**WHAT THE EXERCISE ASKS**
Output the material exactly, with every line intact.

*** Opening of RECORDS FOR THE EXERCISE ***

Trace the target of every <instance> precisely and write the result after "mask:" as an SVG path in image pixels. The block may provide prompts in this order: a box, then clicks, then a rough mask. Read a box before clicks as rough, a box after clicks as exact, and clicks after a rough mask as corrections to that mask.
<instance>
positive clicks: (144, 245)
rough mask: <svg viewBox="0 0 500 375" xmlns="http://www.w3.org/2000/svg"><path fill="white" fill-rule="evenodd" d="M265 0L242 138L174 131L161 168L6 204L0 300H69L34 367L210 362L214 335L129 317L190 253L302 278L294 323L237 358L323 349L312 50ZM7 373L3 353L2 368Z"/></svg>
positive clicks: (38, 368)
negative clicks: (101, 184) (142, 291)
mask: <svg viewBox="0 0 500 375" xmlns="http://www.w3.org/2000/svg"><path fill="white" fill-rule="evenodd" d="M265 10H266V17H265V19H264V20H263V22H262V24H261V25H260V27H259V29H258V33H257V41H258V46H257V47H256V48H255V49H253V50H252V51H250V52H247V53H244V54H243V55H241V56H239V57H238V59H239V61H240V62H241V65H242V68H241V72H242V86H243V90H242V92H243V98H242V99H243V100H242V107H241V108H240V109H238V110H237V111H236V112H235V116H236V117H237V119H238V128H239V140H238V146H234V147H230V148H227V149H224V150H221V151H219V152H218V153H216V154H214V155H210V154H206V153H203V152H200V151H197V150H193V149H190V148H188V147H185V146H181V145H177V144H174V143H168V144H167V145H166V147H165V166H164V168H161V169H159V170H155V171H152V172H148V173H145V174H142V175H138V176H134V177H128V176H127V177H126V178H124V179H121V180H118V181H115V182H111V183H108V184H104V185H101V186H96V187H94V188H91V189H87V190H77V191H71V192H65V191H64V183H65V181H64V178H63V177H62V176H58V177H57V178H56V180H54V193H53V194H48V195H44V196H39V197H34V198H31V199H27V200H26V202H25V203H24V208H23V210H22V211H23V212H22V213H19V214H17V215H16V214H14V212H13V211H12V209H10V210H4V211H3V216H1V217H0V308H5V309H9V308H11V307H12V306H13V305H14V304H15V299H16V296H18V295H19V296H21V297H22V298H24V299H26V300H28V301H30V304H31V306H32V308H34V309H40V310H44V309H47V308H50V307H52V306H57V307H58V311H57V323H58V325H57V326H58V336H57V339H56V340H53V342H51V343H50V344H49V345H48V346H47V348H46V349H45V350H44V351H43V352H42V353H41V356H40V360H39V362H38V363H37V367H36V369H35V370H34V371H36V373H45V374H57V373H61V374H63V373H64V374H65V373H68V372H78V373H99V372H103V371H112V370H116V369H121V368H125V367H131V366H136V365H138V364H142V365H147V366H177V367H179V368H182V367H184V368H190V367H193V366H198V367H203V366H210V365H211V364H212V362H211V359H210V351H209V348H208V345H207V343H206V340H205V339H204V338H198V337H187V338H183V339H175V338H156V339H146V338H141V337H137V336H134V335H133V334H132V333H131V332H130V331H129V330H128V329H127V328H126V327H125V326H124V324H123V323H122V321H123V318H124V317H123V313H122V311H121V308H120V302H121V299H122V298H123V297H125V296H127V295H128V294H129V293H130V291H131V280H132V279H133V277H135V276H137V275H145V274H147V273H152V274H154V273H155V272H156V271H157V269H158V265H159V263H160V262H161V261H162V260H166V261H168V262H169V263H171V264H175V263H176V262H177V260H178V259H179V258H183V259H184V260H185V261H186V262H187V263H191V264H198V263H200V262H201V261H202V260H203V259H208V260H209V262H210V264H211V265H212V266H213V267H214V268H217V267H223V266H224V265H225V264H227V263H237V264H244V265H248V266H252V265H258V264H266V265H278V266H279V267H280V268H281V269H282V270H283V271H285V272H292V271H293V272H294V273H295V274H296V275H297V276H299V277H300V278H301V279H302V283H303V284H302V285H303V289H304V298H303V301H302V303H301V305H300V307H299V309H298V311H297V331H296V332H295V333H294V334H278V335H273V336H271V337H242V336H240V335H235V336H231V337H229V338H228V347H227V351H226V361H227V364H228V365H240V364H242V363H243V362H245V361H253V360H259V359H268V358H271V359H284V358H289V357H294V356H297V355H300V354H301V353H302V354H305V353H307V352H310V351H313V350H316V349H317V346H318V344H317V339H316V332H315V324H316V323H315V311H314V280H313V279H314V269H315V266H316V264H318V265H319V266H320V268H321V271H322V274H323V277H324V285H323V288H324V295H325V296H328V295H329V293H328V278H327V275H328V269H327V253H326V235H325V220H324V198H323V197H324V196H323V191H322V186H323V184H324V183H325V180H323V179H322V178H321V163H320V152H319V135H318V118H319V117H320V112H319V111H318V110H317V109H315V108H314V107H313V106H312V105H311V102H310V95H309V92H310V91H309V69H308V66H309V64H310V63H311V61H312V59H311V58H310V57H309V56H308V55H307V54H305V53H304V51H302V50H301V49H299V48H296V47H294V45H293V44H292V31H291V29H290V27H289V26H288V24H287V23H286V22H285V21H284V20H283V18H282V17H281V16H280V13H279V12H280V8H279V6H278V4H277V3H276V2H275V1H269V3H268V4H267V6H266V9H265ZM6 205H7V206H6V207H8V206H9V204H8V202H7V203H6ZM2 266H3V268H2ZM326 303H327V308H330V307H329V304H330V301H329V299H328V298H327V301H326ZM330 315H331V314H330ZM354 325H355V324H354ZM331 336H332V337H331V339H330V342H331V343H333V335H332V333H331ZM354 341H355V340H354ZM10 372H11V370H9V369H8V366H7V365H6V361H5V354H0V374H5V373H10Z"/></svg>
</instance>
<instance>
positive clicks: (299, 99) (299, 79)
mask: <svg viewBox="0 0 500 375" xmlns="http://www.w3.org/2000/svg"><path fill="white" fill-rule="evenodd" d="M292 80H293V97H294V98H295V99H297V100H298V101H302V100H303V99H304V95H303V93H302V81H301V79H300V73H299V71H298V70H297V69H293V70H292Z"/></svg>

*** Close of RECORDS FOR THE EXERCISE ***

**ANSWER FOR THIS EXERCISE**
Trace the target of every <instance> precisely and write the result after "mask:" as an SVG path in image pixels. The block may provide prompts in this order: a box, then clicks, then a rough mask. Read a box before clicks as rough, a box after clicks as exact, and clicks after a rough mask as corrections to that mask.
<instance>
positive clicks: (144, 245)
rough mask: <svg viewBox="0 0 500 375" xmlns="http://www.w3.org/2000/svg"><path fill="white" fill-rule="evenodd" d="M265 0L242 138L174 131L161 168L6 204L0 300H69L34 367L210 362L214 335L129 317L190 253L302 278L294 323L237 358L323 349L312 50ZM7 373L3 353L2 368Z"/></svg>
positive clicks: (38, 368)
negative clicks: (101, 184) (142, 291)
mask: <svg viewBox="0 0 500 375" xmlns="http://www.w3.org/2000/svg"><path fill="white" fill-rule="evenodd" d="M265 10H266V17H265V19H264V20H263V22H262V24H261V25H260V27H259V29H258V33H257V41H258V46H257V47H256V48H255V49H253V50H252V51H250V52H247V53H244V54H243V55H241V56H239V57H238V59H239V61H240V62H241V65H242V68H241V72H242V86H243V90H242V92H243V98H242V99H243V100H242V107H241V108H240V109H238V110H237V111H236V112H235V116H236V117H237V119H238V128H239V140H238V146H234V147H230V148H227V149H224V150H221V151H219V152H218V153H216V154H214V155H210V154H206V153H203V152H200V151H197V150H193V149H190V148H188V147H185V146H181V145H177V144H174V143H168V144H167V145H166V147H165V166H164V168H161V169H159V170H155V171H152V172H148V173H145V174H142V175H138V176H134V177H128V176H127V177H126V178H124V179H121V180H118V181H115V182H111V183H108V184H104V185H101V186H96V187H94V188H91V189H87V190H77V191H71V192H65V191H64V183H65V181H64V178H63V177H62V176H58V177H57V178H56V180H54V193H53V194H48V195H44V196H39V197H34V198H31V199H27V200H26V202H25V203H24V208H23V210H22V211H23V212H22V213H19V214H17V215H16V214H14V212H13V211H12V209H10V210H4V211H3V216H1V217H0V308H5V309H9V308H11V307H12V306H13V305H14V304H15V299H16V296H18V295H19V296H21V297H22V298H24V299H26V300H28V301H30V304H31V306H32V308H34V309H40V310H44V309H47V308H50V307H52V306H57V307H58V311H57V323H58V325H57V326H58V336H57V339H56V340H53V342H51V343H50V344H49V345H48V346H47V348H46V349H45V350H44V351H43V352H42V353H41V356H40V360H39V362H38V363H37V367H36V369H35V370H34V371H36V373H45V374H57V373H61V374H63V373H64V374H65V373H68V372H78V373H99V372H103V371H112V370H116V369H121V368H125V367H131V366H136V365H138V364H142V365H147V366H177V367H179V368H182V367H184V368H190V367H193V366H198V367H203V366H210V365H211V364H212V362H211V359H210V351H209V348H208V345H207V343H206V340H205V339H204V338H198V337H187V338H183V339H175V338H156V339H146V338H141V337H137V336H134V335H133V334H132V333H131V332H130V331H129V330H128V329H127V328H126V327H125V326H124V324H123V323H122V321H123V318H124V317H123V313H122V311H121V308H120V302H121V299H122V298H123V297H125V296H127V295H128V294H129V293H130V291H131V280H132V279H133V277H135V276H137V275H145V274H147V273H152V274H154V273H155V272H156V271H157V269H158V265H159V263H160V262H161V261H162V260H166V261H168V262H169V263H171V264H175V263H176V262H177V260H178V259H179V258H183V259H184V260H185V261H186V262H187V263H191V264H198V263H200V262H201V261H202V260H203V259H208V260H209V262H210V264H211V265H212V266H213V267H214V268H217V267H223V266H224V265H225V264H227V263H237V264H244V265H248V266H252V265H258V264H266V265H278V266H279V267H280V268H281V269H282V270H283V271H285V272H292V271H293V272H294V273H295V274H296V275H297V276H299V277H300V278H301V279H302V283H303V284H302V285H303V289H304V298H303V301H302V303H301V305H300V307H299V309H298V311H297V331H296V332H295V333H294V334H278V335H273V336H271V337H242V336H240V335H235V336H231V337H229V338H228V347H227V351H226V361H227V364H228V365H240V364H242V363H243V362H245V361H253V360H259V359H268V358H271V359H284V358H289V357H294V356H297V355H300V354H301V353H302V354H305V353H307V352H310V351H313V350H316V349H317V346H318V344H317V339H316V332H315V324H316V323H315V311H314V280H313V279H314V269H315V266H316V264H318V265H319V266H320V268H321V271H322V274H323V277H324V285H323V288H324V295H325V296H328V295H329V293H328V278H327V275H328V269H327V253H326V235H325V220H324V198H323V197H324V196H323V191H322V186H323V184H324V183H325V180H323V179H322V178H321V163H320V152H319V135H318V118H319V117H320V112H319V111H318V110H317V109H315V108H314V107H313V106H312V105H311V102H310V95H309V92H310V91H309V69H308V66H309V64H310V63H311V61H312V59H311V58H310V57H309V56H308V55H307V54H305V53H304V51H302V50H301V49H299V48H296V47H294V45H293V44H292V31H291V29H290V27H289V26H288V24H287V23H286V22H285V21H284V20H283V18H282V17H281V16H280V13H279V12H280V8H279V6H278V4H277V3H276V2H275V1H269V3H268V4H267V6H266V9H265ZM6 205H7V206H6V207H8V206H9V204H8V202H7V203H6ZM2 266H3V268H2ZM326 303H327V308H330V307H329V304H330V301H329V299H328V298H327V301H326ZM330 315H331V314H330ZM354 325H355V324H354ZM331 336H332V337H331V339H330V342H331V343H333V335H332V333H331ZM354 341H355V340H354ZM10 372H11V370H9V369H8V366H7V365H6V361H5V354H0V374H5V373H10Z"/></svg>
</instance>
<instance>
positive clicks: (299, 99) (299, 79)
mask: <svg viewBox="0 0 500 375" xmlns="http://www.w3.org/2000/svg"><path fill="white" fill-rule="evenodd" d="M292 80H293V97H294V98H295V99H297V100H298V101H302V100H303V99H304V95H303V93H302V81H301V79H300V73H299V71H298V70H297V69H293V70H292Z"/></svg>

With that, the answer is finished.